# [WHAT YOU HAVE TO DO]
Retype exactly the stretch of lines that begins at the line containing "the green tree" and ends at the last line of the data, with no other lines.

— start SOURCE DATA —

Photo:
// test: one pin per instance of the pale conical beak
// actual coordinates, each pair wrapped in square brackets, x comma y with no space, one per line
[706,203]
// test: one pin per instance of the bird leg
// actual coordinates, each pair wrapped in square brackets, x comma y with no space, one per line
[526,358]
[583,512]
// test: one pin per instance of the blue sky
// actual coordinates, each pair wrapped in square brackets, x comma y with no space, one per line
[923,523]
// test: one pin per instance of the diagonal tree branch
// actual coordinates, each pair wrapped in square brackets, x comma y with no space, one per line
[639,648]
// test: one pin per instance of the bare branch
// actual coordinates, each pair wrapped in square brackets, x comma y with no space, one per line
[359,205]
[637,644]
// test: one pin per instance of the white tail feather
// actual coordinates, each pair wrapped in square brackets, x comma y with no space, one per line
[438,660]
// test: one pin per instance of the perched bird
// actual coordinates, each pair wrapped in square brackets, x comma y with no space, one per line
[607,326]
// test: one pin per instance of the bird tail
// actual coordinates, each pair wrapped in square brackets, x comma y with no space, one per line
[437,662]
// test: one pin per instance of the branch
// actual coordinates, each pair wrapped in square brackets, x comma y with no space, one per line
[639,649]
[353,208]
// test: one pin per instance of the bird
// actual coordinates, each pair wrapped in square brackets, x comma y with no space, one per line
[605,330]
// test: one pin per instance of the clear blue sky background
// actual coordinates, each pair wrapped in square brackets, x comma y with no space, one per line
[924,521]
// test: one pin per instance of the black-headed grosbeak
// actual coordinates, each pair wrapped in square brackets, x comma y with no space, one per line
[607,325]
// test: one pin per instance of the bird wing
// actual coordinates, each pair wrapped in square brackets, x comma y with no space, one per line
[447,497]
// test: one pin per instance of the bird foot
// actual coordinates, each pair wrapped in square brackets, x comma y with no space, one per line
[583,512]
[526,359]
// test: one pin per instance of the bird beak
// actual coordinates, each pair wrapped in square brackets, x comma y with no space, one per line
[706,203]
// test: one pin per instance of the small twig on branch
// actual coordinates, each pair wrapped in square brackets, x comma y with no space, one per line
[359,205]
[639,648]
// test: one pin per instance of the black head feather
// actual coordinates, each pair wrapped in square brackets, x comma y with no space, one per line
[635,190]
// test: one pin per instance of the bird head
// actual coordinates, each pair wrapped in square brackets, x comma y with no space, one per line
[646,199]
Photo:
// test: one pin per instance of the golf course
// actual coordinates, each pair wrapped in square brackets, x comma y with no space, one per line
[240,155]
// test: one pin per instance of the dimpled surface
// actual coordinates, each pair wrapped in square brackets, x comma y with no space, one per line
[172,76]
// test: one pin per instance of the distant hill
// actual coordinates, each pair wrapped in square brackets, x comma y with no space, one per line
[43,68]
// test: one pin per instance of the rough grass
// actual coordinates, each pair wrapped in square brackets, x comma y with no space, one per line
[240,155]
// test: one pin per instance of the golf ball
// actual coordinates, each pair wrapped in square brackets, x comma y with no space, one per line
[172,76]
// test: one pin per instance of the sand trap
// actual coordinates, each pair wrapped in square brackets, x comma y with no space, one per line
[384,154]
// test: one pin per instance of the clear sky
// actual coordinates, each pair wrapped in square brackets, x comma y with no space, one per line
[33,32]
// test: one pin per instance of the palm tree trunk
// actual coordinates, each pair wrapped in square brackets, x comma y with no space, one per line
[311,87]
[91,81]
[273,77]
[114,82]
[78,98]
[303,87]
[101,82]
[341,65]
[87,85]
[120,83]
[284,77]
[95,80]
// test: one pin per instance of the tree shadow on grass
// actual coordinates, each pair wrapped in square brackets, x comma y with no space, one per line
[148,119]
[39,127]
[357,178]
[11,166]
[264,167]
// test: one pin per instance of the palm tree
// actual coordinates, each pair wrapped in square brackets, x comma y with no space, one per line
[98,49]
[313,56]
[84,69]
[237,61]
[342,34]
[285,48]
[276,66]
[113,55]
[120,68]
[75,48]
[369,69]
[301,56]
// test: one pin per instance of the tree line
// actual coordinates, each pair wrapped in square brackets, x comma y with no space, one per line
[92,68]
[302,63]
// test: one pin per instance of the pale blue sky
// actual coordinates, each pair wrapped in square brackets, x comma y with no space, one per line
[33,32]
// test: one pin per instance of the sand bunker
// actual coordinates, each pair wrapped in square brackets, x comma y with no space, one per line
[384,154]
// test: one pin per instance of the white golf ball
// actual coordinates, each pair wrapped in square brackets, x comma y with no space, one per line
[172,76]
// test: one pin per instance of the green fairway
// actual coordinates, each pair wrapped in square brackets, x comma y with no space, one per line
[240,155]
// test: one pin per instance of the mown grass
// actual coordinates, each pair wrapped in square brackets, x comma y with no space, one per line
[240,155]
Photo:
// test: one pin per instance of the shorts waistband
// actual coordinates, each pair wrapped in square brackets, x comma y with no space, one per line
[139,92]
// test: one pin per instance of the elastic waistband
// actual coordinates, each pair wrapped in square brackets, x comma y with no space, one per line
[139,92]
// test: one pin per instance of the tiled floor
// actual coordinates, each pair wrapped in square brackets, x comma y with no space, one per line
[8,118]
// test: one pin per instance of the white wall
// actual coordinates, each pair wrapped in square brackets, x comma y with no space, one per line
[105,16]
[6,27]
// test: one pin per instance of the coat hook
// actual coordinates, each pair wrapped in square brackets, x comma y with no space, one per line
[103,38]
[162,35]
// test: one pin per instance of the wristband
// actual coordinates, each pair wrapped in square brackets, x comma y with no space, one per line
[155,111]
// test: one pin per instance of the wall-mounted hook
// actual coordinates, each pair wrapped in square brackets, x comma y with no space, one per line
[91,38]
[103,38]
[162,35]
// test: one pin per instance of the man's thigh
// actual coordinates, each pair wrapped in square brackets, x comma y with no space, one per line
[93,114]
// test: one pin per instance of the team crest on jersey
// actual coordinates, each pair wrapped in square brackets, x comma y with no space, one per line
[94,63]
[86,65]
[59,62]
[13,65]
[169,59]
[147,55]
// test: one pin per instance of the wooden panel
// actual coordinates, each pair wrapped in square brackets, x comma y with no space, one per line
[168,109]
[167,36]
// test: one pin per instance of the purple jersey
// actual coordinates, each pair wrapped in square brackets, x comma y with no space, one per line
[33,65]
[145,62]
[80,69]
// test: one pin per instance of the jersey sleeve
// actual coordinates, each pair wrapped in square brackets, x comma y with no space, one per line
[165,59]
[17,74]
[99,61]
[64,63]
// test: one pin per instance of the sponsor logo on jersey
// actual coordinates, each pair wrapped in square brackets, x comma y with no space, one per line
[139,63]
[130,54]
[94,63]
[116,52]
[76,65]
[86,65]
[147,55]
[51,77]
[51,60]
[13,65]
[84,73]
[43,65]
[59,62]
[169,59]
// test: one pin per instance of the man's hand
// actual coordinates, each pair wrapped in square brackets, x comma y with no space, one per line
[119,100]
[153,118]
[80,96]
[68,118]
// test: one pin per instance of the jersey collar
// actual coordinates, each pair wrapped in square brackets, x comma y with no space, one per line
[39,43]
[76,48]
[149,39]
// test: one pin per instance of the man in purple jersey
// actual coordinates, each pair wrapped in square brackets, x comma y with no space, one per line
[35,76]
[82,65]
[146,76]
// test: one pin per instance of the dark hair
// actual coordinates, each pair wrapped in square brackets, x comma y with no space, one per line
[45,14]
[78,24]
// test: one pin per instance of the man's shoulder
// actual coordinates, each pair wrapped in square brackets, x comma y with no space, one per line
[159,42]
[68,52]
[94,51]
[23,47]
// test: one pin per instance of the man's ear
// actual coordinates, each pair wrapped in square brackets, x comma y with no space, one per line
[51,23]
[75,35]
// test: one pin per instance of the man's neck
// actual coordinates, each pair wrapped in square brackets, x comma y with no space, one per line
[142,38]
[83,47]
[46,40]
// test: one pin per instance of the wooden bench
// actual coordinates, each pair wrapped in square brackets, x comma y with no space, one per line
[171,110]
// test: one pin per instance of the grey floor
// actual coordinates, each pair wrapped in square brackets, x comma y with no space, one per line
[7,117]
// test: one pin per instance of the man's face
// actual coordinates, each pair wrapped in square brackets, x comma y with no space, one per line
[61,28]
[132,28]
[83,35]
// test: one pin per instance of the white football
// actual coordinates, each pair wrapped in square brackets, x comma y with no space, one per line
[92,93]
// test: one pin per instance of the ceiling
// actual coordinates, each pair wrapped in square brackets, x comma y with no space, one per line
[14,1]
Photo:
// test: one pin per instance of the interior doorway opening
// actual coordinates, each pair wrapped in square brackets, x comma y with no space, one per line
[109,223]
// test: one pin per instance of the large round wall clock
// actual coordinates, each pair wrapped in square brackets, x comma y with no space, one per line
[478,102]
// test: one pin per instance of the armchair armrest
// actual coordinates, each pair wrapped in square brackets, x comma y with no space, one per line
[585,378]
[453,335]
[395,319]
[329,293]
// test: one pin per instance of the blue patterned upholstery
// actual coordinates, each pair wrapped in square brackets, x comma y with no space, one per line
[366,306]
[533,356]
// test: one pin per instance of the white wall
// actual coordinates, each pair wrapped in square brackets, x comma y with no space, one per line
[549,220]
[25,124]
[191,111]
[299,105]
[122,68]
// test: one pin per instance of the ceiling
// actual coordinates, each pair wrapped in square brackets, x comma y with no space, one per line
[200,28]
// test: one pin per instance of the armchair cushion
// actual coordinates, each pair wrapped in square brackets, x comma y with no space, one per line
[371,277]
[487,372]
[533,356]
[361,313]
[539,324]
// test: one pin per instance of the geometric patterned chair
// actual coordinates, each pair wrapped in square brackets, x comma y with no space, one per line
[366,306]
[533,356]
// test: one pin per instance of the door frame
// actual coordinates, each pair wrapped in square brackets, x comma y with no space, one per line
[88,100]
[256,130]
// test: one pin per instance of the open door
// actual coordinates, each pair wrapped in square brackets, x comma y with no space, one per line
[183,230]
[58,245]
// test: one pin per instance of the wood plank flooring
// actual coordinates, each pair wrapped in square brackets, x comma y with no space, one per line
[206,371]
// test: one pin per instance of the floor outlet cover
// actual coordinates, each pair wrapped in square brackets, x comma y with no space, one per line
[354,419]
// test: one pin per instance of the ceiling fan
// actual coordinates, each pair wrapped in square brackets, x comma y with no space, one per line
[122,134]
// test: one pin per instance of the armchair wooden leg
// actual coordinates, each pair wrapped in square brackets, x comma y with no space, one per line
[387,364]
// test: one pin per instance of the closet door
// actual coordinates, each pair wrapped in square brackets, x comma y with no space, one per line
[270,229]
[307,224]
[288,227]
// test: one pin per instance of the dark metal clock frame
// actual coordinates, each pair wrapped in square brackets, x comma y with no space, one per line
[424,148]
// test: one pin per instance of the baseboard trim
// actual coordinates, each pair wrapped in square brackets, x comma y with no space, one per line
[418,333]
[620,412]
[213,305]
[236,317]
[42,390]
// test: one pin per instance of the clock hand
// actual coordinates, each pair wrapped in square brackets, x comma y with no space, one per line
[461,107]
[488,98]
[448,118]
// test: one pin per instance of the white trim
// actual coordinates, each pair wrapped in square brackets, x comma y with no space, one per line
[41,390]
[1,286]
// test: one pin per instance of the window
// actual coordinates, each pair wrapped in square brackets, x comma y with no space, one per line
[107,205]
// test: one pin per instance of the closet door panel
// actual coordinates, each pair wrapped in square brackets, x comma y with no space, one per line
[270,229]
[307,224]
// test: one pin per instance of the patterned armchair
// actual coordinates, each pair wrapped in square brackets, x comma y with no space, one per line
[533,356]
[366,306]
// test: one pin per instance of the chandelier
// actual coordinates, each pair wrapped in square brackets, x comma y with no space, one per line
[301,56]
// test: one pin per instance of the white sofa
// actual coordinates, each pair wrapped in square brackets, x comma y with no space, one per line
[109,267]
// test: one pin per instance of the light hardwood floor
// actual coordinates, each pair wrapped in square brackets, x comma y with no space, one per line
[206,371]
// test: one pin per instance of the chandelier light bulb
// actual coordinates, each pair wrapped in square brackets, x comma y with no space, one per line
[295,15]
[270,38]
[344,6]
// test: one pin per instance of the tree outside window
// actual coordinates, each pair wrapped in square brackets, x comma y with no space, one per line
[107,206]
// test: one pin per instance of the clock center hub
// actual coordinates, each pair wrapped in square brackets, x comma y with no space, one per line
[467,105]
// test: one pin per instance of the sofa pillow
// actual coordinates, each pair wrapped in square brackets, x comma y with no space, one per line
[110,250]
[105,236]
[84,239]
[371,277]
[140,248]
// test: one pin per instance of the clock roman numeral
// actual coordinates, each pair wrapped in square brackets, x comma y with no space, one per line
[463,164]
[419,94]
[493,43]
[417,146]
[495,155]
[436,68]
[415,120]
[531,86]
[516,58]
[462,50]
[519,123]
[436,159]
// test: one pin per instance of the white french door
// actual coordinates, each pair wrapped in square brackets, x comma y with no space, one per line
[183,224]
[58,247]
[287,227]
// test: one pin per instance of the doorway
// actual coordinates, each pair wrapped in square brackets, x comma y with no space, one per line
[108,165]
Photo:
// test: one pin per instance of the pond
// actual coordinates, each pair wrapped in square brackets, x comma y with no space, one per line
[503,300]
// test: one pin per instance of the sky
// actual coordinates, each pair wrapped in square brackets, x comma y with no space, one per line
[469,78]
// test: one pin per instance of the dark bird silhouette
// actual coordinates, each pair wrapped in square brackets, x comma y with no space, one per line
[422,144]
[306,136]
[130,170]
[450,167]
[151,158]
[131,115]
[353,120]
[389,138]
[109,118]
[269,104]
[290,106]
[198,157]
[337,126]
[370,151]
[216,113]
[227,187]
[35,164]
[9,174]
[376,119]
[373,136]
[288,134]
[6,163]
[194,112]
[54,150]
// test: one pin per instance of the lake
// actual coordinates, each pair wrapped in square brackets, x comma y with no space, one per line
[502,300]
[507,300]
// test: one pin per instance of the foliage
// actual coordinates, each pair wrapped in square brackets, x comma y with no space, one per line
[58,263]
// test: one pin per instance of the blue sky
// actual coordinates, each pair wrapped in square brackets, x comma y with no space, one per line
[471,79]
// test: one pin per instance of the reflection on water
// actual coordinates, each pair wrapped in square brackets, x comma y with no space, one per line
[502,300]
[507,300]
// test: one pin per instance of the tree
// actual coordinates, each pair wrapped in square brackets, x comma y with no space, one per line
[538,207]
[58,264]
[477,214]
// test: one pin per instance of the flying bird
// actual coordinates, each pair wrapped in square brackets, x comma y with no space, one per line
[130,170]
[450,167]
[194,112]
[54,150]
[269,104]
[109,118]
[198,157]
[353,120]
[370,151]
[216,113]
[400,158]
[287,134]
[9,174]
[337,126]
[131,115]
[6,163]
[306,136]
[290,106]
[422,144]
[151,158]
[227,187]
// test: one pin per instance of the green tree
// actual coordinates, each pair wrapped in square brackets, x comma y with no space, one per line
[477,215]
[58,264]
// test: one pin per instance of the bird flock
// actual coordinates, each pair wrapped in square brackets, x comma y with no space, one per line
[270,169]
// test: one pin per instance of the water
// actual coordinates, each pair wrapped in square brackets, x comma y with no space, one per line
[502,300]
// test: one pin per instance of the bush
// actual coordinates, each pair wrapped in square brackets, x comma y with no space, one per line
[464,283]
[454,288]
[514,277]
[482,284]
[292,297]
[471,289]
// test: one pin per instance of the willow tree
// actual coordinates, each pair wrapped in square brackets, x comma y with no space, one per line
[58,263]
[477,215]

— end SOURCE DATA —

# [RESPONSE TO THIS EXERCISE]
// test: one pin per instance of the green tree
// actual coordinates, each pair wrapped in square brackets, x comma y with no space, one per line
[477,215]
[58,264]
// test: one pin per instance of the bird flock
// actual coordinates, each pair wrapped in square brackets, x comma y with no space, one per line
[270,169]
// test: one pin per instance of the water
// actual coordinates, each pair wrapped in square brackets, x comma y with no space, one per line
[502,300]
// test: one pin per instance of the bush
// actual coordinates, each pair wrapped in square brackets, x comma y with no space, one per line
[464,283]
[454,288]
[514,277]
[482,284]
[292,297]
[471,289]
// test: one pin per instance of the willow tree
// actual coordinates, each pair wrapped in square brackets, x comma y with no space, one per line
[58,263]
[477,215]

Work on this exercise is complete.